**Your goal:** The data below must be copied in full and without any change.

**Materials provided:**
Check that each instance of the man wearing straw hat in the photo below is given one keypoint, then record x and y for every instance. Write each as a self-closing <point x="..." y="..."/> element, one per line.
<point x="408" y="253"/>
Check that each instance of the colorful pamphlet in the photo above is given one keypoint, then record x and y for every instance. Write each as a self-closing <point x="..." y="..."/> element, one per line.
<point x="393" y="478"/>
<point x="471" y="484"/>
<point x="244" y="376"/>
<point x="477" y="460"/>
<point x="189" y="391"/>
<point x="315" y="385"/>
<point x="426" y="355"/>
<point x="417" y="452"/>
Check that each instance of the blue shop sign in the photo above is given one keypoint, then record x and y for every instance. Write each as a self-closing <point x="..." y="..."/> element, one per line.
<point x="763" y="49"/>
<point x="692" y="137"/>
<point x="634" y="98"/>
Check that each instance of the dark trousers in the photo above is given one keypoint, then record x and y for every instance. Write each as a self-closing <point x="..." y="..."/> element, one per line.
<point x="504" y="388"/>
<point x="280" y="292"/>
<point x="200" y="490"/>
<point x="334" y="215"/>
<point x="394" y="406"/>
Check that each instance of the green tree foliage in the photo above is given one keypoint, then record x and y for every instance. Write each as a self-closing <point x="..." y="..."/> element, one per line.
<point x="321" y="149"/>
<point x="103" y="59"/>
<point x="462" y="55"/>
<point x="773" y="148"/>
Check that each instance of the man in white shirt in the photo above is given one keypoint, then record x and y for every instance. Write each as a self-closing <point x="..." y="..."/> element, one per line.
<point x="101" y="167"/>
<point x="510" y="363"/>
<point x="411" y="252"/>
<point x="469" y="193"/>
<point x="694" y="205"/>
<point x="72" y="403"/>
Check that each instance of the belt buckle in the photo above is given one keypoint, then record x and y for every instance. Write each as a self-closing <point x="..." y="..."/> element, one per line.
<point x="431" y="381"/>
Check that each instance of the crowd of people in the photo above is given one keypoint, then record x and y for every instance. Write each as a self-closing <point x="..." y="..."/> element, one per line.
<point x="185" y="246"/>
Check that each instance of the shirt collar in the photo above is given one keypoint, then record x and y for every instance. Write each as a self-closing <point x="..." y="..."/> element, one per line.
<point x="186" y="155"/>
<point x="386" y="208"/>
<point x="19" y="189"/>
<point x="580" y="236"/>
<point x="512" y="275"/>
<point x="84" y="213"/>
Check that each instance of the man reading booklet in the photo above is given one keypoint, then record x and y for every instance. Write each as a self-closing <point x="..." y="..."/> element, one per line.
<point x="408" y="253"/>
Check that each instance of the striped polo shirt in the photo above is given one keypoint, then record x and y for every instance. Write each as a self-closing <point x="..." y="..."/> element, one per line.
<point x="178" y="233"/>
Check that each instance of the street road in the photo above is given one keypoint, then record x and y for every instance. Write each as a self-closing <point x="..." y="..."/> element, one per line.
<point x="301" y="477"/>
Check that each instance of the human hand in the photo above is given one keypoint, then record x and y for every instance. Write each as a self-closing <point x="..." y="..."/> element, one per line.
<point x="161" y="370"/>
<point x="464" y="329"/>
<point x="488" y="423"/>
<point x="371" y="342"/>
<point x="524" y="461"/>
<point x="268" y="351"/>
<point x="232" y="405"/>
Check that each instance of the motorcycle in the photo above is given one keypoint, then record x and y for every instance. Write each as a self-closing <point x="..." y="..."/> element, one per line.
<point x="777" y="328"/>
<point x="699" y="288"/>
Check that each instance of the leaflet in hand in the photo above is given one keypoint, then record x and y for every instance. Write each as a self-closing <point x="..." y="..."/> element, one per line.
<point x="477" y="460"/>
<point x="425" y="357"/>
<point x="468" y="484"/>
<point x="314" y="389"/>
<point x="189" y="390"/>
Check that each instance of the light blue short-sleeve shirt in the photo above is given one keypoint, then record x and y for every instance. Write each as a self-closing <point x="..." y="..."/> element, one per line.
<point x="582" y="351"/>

**Output for this exercise:**
Check that each instance of the man wearing straw hat in the photo below is given one keypoint, then record x and y for every instance. Write each as a self-closing <point x="..." y="..."/> element, one per line.
<point x="408" y="253"/>
Check that each instance of the colorful pamphlet in the photo above is given one keypoint, then record x and y for every instance. Write each as a self-closing <point x="..." y="..."/> element, one per line.
<point x="393" y="478"/>
<point x="471" y="484"/>
<point x="244" y="376"/>
<point x="477" y="460"/>
<point x="189" y="391"/>
<point x="315" y="385"/>
<point x="426" y="355"/>
<point x="417" y="452"/>
Check that each instance of the blue shop sign in the photo above is given one keypoint, then record x and y for every instance. Write each as a self-closing <point x="..." y="..."/> element, one per line.
<point x="763" y="49"/>
<point x="692" y="137"/>
<point x="634" y="98"/>
Check that each instance of the dark trousers in the photo above is given one keypoint, then record x and y for every instance. Write each as a self-closing <point x="..." y="..."/> element, one per line.
<point x="504" y="388"/>
<point x="280" y="292"/>
<point x="200" y="490"/>
<point x="334" y="215"/>
<point x="394" y="406"/>
Check that each instance of the green tree foliage in the photo above is given one keypoint, then record x and y for every instance. Write each as a self-closing <point x="..." y="..."/> element, one per line.
<point x="321" y="149"/>
<point x="103" y="59"/>
<point x="462" y="55"/>
<point x="773" y="148"/>
Check that each instance of the man in white shirt in the photo above is given one keypoint, then record x and y for every instance. Write each as a self-closing <point x="..." y="..."/> element, one per line.
<point x="101" y="167"/>
<point x="510" y="363"/>
<point x="411" y="252"/>
<point x="469" y="193"/>
<point x="694" y="205"/>
<point x="72" y="403"/>
Check that each instance of the belt buckle in the photo above is given one keypoint, then record x and y for every instance. Write each as a self-closing <point x="..." y="..."/> element, one per line.
<point x="431" y="381"/>
Check that each instance of the crowd of people in the photo above is given one keypoint, then record x and y for every instance. Write each as a self-closing <point x="..." y="..."/> element, one per line.
<point x="185" y="246"/>
Check that each instance of the shirt collar in the photo above is given one keypoint, then record x and y for every instance. Write each as a self-closing <point x="..." y="..."/> element, one per line.
<point x="186" y="155"/>
<point x="386" y="208"/>
<point x="19" y="189"/>
<point x="580" y="236"/>
<point x="512" y="275"/>
<point x="84" y="213"/>
Check that each instance of the man reading booklet in the photo above is given one keypoint, then record x and y for every instance. Write each as a self-closing <point x="..." y="..."/> element, one per line.
<point x="408" y="253"/>
Check that each instance of the striped polo shirt in the photo above is given one keypoint, then record x and y for every instance. Write each as a self-closing <point x="..." y="..."/> element, one per line.
<point x="178" y="233"/>
Check that each instance of the street road in the photo above is given one keypoint, then record x and y for every instance. Write each as a self-closing <point x="..." y="..."/> element, one per line.
<point x="301" y="477"/>
Check that each instance of the human hand in the photo above is given one keypoint, then record x and y for every instance. Write each as a self-closing <point x="..." y="..."/> element, one per line.
<point x="161" y="370"/>
<point x="464" y="329"/>
<point x="488" y="423"/>
<point x="371" y="342"/>
<point x="524" y="461"/>
<point x="268" y="351"/>
<point x="232" y="405"/>
Check that each instance of the motorcycle in the photo above is given one keypoint, then record x and y for every instance. Write each as a self-closing <point x="..." y="..."/> element, one per line.
<point x="777" y="328"/>
<point x="699" y="288"/>
Check that each instance of the leaflet in hand in the photo above is given one keypoint, then record x and y for every instance. Write each as a self-closing <point x="..." y="..."/> element, one per line.
<point x="477" y="460"/>
<point x="425" y="357"/>
<point x="468" y="484"/>
<point x="314" y="389"/>
<point x="189" y="390"/>
Check that each instance of the light blue short-sleeve shirt in the photo above is given one keypoint, then record x and y for every instance. Write each as a self-closing <point x="..." y="..."/> element, one per line.
<point x="582" y="351"/>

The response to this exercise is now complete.